About this task:
Copy the lines from the one with "Any prompts in" up to and including the one with "560L772 550L766 555L759", substituting "coarse mask" for "rough mask" and leaving everything else unchanged.

Information supplied:
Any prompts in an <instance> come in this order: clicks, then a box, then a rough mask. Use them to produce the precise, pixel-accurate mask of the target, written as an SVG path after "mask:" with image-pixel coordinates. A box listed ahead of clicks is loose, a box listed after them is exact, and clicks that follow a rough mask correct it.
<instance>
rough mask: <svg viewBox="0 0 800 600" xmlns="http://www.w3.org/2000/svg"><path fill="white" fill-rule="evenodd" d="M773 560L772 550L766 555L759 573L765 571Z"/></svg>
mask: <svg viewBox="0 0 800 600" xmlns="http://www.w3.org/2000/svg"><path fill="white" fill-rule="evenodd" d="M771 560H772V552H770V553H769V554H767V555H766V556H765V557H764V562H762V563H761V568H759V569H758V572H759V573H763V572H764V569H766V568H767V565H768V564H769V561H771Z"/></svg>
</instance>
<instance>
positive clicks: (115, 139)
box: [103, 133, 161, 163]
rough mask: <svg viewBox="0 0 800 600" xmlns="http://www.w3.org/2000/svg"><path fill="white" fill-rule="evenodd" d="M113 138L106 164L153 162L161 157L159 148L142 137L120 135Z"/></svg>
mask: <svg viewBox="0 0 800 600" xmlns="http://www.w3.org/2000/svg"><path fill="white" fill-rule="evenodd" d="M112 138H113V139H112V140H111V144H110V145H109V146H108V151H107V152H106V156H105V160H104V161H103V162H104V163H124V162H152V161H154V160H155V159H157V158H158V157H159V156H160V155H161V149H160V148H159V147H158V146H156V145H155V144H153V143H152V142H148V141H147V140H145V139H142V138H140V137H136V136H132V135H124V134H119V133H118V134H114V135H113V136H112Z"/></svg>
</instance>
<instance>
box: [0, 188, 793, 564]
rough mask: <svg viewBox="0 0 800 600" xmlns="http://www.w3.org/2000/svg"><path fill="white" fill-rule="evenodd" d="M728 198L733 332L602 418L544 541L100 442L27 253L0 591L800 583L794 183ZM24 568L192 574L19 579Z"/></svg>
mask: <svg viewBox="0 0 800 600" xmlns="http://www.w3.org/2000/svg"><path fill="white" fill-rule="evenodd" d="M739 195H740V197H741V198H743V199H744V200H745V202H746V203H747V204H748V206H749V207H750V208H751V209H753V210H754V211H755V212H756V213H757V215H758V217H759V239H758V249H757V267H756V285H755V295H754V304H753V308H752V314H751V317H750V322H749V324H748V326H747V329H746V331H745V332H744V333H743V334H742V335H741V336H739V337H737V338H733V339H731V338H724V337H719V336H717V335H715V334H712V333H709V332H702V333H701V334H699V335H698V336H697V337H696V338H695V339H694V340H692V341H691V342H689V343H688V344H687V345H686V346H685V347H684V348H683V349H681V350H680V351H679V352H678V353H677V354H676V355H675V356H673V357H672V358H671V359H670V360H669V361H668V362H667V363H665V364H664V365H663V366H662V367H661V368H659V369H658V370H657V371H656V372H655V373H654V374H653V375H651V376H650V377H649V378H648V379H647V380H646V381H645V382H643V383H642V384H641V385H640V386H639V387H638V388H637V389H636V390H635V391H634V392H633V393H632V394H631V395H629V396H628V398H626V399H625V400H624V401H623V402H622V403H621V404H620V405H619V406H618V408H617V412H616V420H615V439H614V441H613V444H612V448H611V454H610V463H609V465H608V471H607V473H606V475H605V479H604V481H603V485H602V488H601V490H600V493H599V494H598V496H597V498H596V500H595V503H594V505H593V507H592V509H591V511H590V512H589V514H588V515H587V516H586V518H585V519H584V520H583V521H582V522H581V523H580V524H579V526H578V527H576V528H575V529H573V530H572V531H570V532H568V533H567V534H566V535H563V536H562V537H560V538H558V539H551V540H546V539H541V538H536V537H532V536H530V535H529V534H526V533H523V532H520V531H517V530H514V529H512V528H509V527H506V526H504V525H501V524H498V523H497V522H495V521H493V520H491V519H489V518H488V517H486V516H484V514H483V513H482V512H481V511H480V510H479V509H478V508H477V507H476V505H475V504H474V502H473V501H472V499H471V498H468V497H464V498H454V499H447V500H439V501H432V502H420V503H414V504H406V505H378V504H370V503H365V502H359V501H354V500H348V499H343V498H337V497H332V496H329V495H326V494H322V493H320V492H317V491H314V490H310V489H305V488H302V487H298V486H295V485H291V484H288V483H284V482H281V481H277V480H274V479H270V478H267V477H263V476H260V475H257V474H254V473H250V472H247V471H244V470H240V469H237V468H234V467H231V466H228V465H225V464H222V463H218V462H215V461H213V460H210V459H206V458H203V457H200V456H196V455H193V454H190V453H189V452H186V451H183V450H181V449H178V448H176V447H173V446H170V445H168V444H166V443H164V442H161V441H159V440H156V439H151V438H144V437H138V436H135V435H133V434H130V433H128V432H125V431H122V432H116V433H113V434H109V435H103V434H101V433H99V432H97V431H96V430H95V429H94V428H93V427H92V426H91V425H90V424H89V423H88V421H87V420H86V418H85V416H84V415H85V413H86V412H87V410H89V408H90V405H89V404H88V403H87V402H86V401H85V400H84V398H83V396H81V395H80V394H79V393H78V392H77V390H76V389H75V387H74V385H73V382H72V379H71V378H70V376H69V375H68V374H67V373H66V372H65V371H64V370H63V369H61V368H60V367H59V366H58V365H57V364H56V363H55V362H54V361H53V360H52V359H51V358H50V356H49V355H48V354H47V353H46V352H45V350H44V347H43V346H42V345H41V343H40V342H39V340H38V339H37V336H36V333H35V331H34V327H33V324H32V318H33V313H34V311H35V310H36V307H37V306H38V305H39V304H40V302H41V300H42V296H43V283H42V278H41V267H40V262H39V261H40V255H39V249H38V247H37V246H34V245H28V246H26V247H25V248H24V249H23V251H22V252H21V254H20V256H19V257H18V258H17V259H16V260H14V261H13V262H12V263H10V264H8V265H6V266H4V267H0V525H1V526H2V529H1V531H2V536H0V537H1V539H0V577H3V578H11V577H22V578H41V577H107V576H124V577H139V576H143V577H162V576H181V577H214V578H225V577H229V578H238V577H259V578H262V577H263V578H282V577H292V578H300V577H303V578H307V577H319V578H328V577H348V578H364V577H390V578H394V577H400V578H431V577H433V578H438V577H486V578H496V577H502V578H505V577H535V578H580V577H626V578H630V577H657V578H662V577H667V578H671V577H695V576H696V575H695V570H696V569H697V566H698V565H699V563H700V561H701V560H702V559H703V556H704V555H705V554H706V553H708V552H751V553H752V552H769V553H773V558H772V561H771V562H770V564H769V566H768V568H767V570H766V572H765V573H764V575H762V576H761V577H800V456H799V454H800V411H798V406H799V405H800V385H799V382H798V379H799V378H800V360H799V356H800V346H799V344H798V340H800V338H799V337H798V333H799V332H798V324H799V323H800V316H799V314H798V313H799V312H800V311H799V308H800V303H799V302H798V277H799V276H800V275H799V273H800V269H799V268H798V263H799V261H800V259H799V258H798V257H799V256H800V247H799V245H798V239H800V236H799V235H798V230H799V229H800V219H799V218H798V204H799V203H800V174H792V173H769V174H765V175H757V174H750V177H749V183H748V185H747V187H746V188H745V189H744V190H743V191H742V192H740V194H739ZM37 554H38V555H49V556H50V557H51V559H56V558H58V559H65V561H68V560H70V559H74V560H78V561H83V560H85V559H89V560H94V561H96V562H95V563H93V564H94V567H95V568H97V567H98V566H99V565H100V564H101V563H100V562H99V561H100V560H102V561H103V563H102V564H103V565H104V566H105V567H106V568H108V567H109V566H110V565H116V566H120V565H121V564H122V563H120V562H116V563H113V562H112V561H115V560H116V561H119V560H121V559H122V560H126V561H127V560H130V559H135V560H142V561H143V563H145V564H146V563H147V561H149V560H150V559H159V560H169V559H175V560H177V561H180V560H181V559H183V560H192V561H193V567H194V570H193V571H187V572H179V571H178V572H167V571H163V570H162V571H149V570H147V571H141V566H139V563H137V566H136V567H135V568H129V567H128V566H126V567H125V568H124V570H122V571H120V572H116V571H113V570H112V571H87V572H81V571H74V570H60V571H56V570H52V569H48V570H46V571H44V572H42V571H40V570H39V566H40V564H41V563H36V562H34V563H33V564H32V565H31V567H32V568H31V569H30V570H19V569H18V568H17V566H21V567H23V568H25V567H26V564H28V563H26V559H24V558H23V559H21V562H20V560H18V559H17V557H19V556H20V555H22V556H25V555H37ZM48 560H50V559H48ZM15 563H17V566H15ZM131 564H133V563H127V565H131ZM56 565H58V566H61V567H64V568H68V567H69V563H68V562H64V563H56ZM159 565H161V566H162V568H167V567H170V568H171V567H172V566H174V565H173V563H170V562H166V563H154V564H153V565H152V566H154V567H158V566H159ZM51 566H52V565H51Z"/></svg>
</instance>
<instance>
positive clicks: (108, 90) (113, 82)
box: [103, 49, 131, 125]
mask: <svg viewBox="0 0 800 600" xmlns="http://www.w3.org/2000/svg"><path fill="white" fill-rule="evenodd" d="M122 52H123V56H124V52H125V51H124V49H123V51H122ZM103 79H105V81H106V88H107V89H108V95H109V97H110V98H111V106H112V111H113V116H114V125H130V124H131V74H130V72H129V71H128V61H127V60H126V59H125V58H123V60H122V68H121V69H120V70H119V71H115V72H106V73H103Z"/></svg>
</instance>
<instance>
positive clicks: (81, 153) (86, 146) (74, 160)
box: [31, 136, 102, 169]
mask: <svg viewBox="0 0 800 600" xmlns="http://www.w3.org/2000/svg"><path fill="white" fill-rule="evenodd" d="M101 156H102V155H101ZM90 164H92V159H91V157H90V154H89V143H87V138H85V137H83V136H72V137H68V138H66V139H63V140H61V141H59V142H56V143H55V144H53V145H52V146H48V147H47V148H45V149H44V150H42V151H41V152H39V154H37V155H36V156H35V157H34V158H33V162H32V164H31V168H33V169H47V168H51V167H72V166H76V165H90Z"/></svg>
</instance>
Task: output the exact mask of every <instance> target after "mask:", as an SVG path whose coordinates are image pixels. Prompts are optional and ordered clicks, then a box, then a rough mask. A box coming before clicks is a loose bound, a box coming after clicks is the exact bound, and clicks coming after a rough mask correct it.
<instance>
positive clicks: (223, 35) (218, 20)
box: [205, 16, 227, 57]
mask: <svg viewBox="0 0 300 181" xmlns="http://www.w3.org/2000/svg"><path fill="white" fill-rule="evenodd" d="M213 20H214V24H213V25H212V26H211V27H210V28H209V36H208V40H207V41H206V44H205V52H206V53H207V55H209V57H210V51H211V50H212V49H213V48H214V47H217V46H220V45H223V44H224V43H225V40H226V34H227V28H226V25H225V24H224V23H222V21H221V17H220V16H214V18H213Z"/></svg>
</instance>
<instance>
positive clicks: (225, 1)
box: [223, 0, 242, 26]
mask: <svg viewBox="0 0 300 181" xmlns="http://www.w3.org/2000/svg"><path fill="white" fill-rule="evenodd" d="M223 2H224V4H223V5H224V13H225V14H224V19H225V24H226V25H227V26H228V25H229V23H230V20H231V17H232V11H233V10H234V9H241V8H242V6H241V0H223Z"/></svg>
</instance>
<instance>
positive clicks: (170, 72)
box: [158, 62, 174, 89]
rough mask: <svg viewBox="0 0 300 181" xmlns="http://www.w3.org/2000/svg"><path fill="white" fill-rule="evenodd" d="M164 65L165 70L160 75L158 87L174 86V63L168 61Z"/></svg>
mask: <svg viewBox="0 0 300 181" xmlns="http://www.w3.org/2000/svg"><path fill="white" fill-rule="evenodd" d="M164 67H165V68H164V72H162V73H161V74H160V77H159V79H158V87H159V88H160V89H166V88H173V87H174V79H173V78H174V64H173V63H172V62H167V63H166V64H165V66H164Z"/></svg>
---
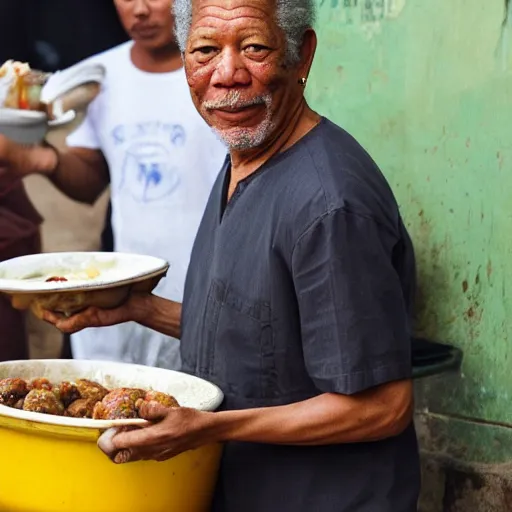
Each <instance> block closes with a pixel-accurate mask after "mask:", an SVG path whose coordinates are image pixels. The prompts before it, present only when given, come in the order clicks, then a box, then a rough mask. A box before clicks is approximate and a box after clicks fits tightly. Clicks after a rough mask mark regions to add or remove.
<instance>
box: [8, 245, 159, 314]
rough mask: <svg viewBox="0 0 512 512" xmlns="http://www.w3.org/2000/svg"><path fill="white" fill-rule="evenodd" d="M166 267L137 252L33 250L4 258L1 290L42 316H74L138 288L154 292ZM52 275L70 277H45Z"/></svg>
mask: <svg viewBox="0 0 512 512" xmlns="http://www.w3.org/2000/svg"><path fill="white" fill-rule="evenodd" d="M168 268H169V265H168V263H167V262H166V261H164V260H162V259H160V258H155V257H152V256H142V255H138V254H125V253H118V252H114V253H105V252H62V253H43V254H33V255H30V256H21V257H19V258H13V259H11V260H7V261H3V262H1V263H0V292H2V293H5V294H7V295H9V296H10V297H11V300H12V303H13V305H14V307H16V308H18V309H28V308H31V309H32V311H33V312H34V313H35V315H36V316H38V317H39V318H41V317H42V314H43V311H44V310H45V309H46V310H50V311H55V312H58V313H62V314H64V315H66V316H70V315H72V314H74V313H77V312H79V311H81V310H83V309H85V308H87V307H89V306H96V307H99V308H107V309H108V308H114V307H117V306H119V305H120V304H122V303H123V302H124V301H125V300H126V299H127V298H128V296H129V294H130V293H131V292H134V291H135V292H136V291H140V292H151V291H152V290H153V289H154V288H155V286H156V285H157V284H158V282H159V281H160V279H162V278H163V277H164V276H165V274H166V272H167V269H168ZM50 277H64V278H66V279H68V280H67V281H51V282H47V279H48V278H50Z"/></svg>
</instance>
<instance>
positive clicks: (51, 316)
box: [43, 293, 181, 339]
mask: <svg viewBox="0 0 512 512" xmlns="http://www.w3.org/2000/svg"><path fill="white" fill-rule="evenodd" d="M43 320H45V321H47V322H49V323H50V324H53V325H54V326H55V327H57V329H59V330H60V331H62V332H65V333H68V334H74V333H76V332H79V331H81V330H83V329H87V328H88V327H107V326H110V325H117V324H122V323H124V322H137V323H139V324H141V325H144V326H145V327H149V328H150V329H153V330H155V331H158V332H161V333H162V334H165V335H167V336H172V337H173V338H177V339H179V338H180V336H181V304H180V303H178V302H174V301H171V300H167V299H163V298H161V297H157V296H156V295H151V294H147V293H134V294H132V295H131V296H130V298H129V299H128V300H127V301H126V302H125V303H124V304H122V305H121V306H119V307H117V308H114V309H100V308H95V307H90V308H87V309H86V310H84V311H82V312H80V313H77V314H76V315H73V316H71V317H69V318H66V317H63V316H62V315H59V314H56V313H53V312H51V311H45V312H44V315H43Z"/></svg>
...
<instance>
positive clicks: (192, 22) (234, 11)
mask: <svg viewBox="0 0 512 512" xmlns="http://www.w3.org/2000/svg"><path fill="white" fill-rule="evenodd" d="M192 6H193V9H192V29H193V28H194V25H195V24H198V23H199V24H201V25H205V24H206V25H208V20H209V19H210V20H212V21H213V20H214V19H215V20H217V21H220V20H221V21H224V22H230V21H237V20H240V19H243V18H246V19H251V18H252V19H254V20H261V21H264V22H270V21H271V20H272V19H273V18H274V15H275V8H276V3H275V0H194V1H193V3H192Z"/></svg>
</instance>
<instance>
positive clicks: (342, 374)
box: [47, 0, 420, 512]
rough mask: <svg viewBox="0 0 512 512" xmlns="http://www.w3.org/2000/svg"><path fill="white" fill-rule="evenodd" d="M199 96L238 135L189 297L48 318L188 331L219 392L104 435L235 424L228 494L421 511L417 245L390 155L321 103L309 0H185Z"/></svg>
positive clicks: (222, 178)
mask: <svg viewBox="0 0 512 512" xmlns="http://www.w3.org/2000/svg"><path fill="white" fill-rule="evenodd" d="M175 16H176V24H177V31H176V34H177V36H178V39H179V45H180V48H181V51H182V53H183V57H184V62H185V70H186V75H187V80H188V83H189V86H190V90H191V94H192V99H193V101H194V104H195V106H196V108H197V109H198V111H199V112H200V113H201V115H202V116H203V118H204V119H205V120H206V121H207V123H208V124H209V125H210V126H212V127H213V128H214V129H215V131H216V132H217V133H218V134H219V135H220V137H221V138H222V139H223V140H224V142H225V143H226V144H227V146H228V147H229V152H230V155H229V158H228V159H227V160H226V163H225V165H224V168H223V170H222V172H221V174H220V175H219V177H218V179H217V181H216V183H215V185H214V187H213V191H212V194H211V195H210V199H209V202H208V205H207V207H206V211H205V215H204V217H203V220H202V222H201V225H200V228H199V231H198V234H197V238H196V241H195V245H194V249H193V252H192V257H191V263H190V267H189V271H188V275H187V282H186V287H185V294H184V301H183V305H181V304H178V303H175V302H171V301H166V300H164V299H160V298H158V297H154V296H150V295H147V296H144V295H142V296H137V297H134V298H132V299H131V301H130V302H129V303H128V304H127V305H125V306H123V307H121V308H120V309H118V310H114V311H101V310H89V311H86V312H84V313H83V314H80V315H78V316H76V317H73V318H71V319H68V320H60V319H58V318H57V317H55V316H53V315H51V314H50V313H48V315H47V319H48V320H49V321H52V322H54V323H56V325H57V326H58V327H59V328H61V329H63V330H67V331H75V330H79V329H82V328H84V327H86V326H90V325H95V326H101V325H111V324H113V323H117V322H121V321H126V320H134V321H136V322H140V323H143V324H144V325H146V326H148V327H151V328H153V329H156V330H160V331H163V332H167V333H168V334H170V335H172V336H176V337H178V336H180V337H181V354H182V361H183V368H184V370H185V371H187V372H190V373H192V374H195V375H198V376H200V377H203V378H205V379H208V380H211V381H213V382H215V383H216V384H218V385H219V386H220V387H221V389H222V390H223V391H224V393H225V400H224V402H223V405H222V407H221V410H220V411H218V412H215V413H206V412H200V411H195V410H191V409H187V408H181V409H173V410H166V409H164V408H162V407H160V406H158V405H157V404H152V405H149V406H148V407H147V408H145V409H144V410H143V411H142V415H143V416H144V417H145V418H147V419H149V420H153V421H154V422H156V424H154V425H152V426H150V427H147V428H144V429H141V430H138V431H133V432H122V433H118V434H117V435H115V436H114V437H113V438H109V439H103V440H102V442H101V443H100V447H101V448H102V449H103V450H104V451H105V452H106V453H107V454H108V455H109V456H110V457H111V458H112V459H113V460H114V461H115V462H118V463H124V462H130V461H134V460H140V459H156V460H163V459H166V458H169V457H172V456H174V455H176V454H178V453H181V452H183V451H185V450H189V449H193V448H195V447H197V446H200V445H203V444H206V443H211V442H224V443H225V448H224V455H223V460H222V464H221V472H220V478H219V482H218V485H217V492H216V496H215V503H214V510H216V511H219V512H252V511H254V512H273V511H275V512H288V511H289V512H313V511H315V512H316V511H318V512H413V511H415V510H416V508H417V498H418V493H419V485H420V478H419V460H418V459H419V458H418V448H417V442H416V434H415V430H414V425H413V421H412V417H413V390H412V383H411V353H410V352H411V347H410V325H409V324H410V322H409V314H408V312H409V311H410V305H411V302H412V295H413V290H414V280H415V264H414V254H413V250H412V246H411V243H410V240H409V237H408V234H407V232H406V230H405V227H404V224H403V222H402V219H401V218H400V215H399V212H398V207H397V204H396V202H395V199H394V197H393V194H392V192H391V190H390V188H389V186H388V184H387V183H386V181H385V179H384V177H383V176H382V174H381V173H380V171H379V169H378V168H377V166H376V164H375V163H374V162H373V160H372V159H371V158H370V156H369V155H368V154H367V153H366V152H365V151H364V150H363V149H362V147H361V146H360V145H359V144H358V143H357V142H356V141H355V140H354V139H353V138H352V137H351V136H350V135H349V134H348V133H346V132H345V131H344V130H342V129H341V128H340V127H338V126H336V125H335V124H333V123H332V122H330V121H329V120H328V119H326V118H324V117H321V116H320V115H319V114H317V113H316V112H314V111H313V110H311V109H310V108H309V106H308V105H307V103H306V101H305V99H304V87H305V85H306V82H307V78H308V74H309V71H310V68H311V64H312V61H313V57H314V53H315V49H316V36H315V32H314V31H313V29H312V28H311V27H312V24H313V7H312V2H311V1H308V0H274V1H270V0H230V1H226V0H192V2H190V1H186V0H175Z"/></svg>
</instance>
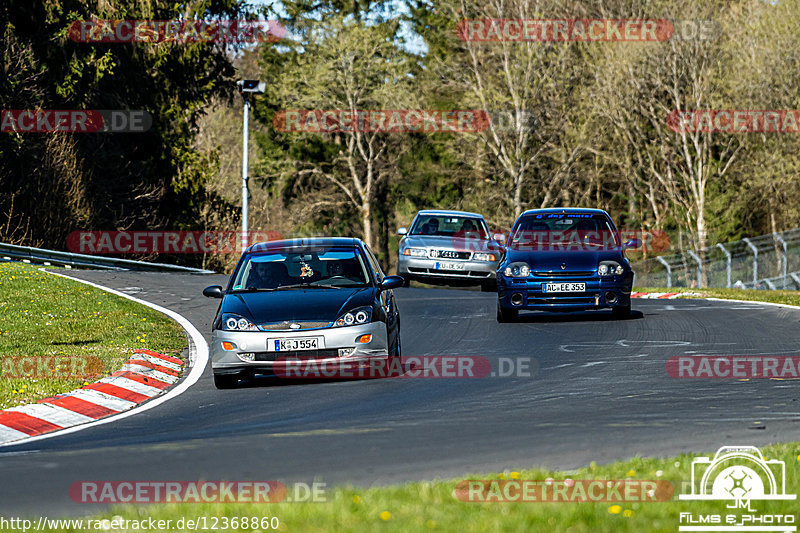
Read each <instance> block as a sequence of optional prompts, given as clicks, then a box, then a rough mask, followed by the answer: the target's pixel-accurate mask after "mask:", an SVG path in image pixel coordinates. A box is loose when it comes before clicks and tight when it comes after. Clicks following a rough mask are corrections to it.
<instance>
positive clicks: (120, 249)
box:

Written answer:
Any prompts in an <instance> come in this order: clicks, then a box, then a coarse mask. Use them to produce the precise, pixel-accurate mask of the target, written as an SVG path after "mask:" with image-pixel coordinates. A box listed ahead of clicks is loose, a box listed after them is exact, and clicks that follow a coarse mask correct it.
<instance>
coarse mask: <svg viewBox="0 0 800 600" xmlns="http://www.w3.org/2000/svg"><path fill="white" fill-rule="evenodd" d="M773 560L772 550L766 555L759 573L765 571Z"/></svg>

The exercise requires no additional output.